**TASK PROMPT**. Only a number is expected in reply: the number of lines below that include the word "deck".

.....

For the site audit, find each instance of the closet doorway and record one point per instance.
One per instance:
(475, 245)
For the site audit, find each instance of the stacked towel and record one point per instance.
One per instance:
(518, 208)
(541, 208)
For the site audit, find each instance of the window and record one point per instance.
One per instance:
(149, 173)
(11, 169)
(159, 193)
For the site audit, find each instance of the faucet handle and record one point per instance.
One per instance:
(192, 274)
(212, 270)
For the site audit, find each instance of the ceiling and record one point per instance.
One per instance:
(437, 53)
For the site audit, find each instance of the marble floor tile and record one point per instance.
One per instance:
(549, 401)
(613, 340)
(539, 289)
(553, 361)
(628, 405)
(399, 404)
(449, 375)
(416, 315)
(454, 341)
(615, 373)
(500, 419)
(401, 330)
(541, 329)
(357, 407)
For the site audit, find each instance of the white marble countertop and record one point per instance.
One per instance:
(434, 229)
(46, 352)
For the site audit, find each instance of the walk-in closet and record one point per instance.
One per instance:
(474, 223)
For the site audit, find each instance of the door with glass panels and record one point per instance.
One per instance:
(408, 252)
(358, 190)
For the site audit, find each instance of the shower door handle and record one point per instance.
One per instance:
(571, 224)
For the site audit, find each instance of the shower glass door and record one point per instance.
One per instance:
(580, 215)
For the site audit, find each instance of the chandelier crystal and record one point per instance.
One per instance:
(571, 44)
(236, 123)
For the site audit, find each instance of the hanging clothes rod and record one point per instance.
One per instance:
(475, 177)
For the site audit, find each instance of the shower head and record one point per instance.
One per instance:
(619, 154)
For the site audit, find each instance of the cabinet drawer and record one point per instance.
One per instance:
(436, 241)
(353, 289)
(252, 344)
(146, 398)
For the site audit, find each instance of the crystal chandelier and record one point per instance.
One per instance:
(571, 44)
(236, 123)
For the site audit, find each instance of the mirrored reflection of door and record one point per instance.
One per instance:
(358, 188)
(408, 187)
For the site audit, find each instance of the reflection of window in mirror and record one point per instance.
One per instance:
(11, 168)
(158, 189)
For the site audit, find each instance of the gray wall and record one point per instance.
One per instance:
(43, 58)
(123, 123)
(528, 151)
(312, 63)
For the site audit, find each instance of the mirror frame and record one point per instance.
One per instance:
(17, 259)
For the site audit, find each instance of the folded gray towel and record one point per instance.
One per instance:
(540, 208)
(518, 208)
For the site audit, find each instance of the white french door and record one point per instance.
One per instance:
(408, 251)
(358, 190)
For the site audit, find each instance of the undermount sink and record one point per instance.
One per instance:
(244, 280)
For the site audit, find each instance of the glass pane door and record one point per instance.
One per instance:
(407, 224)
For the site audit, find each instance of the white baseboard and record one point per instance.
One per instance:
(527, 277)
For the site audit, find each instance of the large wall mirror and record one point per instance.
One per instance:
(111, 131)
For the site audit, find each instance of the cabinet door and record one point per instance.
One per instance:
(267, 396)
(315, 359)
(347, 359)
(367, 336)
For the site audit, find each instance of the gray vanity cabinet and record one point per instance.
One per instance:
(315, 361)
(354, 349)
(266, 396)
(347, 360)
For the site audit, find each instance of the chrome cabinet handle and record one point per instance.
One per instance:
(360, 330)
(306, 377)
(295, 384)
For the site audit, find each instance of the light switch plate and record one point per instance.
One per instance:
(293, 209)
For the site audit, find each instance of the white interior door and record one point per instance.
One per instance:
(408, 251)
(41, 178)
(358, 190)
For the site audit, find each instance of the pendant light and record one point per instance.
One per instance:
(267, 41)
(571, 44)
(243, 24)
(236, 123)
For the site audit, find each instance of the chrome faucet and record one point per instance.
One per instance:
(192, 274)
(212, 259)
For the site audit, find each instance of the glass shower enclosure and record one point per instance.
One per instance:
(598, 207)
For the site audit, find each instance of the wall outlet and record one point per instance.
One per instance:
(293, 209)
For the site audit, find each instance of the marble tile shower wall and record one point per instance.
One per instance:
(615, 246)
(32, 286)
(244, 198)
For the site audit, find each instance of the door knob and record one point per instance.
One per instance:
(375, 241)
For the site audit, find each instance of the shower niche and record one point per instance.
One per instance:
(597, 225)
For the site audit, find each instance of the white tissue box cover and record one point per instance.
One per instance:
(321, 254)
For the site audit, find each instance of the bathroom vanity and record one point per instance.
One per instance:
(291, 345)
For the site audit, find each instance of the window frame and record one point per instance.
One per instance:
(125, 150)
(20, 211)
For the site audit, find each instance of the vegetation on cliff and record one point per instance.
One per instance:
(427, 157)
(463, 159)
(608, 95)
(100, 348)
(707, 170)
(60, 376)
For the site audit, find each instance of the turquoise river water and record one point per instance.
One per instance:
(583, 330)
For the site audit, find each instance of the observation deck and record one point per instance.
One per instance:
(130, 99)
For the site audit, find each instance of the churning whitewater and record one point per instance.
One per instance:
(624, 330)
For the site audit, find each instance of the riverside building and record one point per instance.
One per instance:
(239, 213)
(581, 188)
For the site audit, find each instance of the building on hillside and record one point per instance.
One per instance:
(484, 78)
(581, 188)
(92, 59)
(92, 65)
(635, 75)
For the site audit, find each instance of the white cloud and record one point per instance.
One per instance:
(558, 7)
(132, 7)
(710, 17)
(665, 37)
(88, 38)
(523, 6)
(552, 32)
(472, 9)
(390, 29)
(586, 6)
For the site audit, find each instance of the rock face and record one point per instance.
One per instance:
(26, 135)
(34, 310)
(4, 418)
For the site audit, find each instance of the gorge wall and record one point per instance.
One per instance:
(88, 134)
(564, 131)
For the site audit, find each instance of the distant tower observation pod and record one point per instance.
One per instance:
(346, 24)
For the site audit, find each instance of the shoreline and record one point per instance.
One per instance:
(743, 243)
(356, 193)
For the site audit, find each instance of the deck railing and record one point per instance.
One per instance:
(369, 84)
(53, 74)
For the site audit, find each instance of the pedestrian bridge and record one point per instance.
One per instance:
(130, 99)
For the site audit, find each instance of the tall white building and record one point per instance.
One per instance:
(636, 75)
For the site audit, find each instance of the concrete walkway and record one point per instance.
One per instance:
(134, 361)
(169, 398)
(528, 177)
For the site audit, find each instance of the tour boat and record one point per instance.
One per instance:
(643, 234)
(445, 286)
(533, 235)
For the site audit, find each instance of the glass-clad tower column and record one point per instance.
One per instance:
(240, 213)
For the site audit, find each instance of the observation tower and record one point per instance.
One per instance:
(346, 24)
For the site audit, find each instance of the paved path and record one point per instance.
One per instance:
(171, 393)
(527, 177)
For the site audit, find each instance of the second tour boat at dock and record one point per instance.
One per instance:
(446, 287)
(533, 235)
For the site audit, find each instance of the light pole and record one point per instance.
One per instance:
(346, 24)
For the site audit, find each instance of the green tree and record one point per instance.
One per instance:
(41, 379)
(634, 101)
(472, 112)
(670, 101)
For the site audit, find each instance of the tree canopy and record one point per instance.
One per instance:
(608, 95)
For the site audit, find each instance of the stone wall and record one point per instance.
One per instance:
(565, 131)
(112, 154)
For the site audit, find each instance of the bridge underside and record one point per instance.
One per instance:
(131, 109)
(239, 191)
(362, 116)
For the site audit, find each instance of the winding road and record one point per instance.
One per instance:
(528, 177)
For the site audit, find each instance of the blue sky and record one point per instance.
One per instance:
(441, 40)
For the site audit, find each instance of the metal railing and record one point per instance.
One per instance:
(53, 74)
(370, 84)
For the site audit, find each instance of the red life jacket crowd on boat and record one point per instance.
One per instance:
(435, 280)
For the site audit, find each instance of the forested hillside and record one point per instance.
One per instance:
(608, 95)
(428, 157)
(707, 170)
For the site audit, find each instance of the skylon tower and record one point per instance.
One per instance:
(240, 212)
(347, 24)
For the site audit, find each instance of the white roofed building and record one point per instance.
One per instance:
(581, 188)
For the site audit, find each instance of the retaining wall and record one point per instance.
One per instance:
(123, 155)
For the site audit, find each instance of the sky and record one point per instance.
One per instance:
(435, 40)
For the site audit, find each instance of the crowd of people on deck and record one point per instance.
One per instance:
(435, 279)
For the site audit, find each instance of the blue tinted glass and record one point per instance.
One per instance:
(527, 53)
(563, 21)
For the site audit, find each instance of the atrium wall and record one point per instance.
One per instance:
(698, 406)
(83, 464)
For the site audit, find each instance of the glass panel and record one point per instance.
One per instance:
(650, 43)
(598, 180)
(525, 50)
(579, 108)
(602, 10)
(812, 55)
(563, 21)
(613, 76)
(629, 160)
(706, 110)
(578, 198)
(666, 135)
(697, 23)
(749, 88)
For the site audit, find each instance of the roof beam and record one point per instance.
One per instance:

.....

**RESULT FOR THIS TASK**. 3